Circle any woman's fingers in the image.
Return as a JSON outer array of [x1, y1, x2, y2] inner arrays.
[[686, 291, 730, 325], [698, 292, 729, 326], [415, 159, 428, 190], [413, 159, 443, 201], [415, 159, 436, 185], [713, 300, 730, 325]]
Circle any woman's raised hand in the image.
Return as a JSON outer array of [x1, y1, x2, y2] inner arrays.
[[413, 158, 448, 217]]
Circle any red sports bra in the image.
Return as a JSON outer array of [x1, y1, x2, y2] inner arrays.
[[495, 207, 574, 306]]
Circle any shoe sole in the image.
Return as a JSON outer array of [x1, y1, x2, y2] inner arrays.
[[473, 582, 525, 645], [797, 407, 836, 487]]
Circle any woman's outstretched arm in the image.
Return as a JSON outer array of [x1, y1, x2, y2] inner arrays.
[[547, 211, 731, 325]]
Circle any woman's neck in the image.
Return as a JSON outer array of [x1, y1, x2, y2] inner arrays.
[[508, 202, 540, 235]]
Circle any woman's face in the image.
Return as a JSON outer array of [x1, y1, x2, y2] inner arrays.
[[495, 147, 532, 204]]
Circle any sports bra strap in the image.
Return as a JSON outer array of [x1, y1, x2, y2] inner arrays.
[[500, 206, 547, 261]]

****

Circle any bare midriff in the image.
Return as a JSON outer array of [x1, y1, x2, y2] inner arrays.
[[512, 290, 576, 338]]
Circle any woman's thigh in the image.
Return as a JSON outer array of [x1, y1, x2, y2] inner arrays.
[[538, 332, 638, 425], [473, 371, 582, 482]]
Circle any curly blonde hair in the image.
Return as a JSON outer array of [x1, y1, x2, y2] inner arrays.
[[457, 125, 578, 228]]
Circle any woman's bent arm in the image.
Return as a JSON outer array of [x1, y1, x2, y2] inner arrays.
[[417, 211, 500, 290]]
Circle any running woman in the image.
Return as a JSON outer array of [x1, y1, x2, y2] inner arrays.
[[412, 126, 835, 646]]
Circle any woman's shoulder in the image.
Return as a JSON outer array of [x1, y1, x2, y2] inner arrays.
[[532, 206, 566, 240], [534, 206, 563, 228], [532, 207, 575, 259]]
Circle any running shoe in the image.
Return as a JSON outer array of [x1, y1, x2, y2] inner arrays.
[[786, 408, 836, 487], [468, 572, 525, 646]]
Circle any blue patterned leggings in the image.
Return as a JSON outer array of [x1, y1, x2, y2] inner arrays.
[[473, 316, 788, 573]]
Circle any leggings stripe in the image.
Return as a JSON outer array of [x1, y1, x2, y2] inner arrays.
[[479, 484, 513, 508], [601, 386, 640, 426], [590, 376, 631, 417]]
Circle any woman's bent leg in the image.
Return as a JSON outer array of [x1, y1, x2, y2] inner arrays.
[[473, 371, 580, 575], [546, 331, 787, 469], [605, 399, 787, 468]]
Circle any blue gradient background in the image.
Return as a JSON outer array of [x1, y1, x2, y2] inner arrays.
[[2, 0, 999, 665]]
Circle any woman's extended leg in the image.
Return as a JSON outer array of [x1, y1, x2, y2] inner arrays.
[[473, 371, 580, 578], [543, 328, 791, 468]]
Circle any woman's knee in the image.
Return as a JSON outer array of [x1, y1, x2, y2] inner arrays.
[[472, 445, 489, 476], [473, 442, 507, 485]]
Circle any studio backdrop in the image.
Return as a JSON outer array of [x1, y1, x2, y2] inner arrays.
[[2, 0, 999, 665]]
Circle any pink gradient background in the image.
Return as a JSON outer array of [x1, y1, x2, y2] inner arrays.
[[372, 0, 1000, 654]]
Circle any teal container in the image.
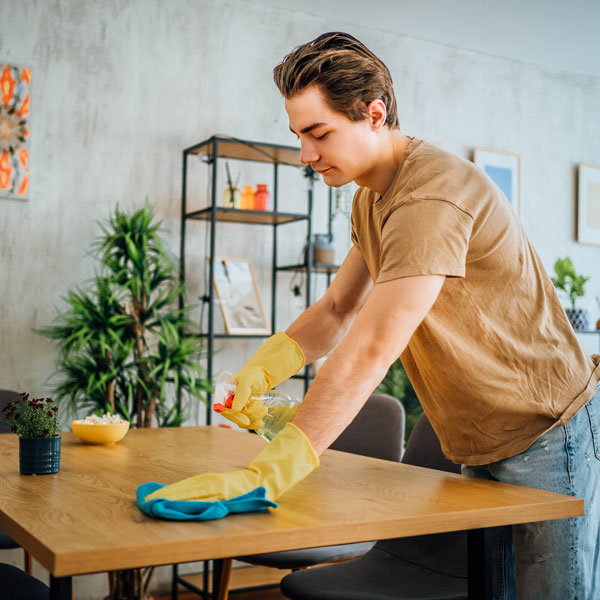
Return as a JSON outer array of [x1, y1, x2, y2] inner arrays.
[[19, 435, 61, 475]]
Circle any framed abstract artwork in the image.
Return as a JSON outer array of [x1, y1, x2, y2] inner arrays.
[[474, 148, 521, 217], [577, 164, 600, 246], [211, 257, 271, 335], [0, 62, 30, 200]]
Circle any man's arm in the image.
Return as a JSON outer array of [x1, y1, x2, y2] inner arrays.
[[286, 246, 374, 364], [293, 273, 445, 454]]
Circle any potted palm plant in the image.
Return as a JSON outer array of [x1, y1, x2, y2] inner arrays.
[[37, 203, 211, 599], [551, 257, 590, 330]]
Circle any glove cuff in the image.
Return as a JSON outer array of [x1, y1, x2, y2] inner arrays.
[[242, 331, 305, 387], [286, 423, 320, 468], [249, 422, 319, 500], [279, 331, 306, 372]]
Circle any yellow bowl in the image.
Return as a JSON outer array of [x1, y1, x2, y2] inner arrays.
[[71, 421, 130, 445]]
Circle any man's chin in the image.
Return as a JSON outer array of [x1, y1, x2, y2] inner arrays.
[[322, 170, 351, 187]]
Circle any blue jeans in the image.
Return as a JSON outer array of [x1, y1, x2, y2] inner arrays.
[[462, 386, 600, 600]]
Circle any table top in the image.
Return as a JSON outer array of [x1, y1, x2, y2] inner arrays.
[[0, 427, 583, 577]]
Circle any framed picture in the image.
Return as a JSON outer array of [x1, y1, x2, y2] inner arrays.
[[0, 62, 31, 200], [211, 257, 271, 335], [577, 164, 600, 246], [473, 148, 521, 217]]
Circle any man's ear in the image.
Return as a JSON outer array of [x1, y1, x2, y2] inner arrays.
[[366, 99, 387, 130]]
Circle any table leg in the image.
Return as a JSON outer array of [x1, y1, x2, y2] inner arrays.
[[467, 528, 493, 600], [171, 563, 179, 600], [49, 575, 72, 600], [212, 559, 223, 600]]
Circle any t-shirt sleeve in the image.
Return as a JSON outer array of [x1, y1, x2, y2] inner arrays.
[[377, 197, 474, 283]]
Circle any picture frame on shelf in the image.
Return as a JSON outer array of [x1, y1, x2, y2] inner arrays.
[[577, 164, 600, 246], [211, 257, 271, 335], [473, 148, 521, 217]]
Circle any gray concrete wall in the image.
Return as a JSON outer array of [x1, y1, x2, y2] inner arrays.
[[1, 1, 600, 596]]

****

Requirement >> Would you filter the records and copy each line that contains the word "gradient"?

Task answer >>
Circle any blue gradient background in the image.
Circle any pink gradient background in the image.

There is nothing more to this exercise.